**EXERCISE DESCRIPTION**
Rewrite the data below from the line with "railing and report the position of each." up to and including the line with "wall and report the position of each.", requests included, shifting every coordinate in the answers up by 52. Give only those lines.

— Start SUPPLIED ENTRIES —

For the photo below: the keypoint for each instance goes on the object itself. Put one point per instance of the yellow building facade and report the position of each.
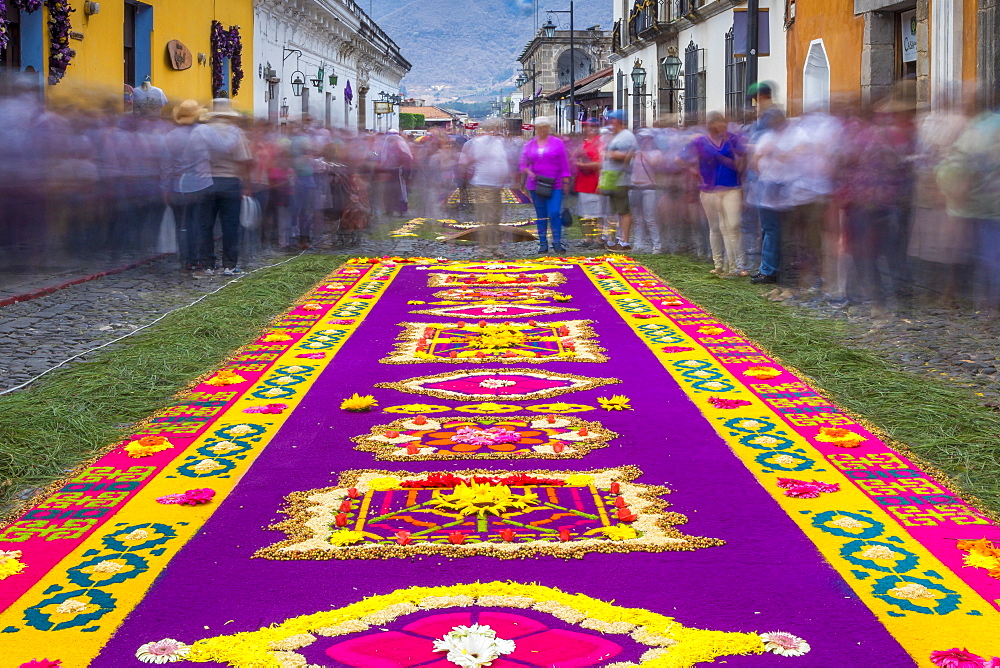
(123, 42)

— End SUPPLIED ENTRIES —
— Start SUPPLIED ENTRIES —

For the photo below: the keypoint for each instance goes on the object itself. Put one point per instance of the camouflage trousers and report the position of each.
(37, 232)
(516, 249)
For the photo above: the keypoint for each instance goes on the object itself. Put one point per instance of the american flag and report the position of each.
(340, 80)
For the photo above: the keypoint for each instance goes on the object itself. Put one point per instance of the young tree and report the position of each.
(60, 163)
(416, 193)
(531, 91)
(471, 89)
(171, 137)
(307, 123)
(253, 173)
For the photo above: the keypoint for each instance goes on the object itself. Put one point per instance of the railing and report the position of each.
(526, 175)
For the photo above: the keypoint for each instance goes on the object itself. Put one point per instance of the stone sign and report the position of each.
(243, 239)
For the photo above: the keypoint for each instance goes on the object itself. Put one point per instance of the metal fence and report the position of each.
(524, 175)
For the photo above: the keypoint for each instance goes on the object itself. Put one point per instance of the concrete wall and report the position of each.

— End SUPPLIED ENTRIES —
— Start SUPPLIED ENTRIES —

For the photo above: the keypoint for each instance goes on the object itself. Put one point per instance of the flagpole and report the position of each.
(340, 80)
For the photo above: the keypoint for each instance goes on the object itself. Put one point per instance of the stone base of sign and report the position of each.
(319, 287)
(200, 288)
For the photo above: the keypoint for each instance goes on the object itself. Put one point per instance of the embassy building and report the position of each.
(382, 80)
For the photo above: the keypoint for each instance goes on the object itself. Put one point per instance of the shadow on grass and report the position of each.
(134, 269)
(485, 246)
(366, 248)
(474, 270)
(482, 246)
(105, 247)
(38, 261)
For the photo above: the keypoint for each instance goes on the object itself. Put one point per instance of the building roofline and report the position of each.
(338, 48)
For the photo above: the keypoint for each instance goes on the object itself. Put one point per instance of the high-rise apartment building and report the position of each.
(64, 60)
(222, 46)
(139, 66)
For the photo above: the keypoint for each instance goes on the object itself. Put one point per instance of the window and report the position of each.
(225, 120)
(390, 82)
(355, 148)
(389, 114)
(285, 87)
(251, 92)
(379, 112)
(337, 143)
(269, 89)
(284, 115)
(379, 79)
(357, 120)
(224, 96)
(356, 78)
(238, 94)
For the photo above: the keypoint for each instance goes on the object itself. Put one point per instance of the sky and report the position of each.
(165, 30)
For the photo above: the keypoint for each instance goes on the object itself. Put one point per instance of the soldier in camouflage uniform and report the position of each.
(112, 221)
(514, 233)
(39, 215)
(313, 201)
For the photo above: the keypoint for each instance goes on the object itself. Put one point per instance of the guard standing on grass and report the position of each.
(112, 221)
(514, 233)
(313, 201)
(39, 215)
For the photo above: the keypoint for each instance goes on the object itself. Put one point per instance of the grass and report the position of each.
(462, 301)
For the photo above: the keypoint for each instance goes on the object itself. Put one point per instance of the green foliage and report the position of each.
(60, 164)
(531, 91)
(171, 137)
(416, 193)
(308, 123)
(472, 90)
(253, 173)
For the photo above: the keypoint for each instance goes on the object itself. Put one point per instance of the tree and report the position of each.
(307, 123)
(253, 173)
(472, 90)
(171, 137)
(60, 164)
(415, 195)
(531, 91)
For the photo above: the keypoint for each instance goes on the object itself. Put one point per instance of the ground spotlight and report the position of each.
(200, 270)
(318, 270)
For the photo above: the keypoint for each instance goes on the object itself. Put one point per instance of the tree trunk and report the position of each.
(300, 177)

— End SUPPLIED ENTRIES —

**OUTPUT OF THE EXERCISE**
For the photo above: the keypoint for each instance goes on the object itself. Put one point per instance of the railing and report the position of each.
(578, 227)
For the photo above: the keypoint for each instance goes on the object itself. Put one point per instance of the stone sign and report the position of each.
(295, 291)
For the photo above: the keypoint for each instance goes on the object itself. Put one point per instance of the metal fence and report the position of each.
(576, 227)
For the photo above: the keypoint for each instance goes on the object itself. Put one point per instance of the concrete wall and report the position of each.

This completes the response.